_Work order_.
Copy each line of the listing that includes "grass".
-------- Available data --------
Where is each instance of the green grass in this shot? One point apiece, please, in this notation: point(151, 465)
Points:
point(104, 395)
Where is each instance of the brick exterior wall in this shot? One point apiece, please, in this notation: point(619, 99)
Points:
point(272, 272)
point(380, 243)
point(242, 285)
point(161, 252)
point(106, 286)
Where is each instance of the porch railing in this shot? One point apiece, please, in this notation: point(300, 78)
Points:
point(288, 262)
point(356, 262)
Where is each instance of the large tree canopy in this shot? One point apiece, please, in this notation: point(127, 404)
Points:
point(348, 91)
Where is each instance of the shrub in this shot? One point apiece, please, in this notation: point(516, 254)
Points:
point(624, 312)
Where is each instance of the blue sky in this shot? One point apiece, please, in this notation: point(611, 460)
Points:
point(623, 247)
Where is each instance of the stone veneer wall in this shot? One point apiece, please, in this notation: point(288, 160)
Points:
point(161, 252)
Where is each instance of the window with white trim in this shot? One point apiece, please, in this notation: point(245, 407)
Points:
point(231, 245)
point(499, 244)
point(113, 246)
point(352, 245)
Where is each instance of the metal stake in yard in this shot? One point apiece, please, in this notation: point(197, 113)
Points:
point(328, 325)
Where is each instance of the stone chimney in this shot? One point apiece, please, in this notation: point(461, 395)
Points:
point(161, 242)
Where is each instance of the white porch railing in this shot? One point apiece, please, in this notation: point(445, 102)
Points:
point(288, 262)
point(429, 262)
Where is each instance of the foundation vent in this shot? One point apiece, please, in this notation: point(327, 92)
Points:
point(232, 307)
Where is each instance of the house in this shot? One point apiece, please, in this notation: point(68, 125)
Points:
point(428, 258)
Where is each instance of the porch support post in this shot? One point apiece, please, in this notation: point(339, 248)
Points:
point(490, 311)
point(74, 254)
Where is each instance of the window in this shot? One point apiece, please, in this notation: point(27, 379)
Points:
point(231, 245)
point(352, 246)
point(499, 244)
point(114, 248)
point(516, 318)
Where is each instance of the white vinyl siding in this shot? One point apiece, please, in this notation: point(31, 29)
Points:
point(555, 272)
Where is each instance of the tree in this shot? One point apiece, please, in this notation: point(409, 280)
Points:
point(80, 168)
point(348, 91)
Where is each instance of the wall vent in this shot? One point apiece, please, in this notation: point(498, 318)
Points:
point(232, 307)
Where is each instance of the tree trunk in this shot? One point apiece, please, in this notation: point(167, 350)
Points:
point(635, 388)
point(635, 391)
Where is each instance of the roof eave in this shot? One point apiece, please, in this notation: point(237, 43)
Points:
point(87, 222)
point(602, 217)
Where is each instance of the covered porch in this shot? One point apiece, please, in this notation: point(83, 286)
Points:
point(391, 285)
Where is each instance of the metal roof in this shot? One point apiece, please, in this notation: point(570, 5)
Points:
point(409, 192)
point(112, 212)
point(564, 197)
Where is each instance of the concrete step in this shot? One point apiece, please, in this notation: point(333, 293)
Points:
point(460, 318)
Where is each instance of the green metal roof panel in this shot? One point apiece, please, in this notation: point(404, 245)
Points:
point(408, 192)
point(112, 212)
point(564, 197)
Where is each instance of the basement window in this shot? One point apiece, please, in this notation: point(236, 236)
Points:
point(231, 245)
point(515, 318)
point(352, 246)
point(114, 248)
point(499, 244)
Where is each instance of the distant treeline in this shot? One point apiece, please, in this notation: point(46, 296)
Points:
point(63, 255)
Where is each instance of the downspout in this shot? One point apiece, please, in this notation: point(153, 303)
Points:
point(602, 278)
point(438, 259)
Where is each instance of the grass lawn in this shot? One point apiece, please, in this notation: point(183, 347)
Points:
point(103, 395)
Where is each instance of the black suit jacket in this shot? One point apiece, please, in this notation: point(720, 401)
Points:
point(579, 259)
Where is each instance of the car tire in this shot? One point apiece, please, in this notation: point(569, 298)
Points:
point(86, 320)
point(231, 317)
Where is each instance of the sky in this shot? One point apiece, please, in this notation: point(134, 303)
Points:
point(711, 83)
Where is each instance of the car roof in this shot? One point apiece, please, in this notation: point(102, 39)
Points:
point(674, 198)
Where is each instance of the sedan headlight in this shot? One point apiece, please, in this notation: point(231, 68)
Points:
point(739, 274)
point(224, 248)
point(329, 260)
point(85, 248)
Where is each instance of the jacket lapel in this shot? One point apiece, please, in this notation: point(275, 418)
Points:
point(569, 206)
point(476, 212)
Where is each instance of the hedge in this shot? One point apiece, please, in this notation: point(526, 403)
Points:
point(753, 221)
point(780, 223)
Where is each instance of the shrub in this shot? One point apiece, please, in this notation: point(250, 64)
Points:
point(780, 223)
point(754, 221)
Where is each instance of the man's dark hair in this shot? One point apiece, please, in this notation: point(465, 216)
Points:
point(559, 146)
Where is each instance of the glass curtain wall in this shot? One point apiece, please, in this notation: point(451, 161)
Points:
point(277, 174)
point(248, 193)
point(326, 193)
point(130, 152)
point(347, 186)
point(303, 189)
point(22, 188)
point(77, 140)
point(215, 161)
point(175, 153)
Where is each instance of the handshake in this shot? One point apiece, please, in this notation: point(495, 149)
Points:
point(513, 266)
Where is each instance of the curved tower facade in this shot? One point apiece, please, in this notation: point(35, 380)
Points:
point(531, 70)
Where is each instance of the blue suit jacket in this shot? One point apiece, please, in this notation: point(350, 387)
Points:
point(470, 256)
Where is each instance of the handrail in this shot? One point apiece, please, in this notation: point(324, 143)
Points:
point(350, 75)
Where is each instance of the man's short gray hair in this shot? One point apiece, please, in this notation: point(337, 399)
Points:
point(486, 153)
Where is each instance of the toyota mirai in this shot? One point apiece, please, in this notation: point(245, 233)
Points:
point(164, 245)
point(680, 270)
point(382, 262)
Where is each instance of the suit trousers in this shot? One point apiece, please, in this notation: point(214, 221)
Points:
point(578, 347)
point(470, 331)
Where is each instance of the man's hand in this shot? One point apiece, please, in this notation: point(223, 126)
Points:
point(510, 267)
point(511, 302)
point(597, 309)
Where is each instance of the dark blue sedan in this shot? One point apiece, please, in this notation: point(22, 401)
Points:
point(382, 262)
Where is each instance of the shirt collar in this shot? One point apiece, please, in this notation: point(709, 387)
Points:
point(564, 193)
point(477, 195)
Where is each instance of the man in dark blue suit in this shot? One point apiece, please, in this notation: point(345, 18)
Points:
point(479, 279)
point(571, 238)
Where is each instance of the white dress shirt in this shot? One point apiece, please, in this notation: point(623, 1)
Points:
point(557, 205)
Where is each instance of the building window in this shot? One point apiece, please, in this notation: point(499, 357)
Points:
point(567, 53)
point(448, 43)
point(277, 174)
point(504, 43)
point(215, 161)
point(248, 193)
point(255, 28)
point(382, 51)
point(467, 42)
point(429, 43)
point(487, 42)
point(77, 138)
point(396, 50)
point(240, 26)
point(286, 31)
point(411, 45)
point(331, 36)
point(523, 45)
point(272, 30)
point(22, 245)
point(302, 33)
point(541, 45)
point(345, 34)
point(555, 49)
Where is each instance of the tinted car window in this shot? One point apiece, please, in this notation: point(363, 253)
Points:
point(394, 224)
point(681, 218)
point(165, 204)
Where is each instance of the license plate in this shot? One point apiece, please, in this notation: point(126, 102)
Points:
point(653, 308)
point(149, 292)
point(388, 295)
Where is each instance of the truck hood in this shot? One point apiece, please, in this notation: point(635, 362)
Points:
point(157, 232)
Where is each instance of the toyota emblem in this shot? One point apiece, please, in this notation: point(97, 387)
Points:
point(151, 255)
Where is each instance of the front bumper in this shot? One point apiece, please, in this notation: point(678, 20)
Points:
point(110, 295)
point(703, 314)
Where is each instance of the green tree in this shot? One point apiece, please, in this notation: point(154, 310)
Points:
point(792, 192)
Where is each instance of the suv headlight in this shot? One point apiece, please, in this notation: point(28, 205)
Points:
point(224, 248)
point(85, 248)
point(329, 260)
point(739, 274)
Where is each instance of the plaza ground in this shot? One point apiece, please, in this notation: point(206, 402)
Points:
--------
_Answer box_.
Where is each instance of the green grass in this shot? One point apiece, please, in this notation: point(151, 465)
Where is each instance of the grass lawn in this shot? One point apiece, please, in this notation: point(183, 347)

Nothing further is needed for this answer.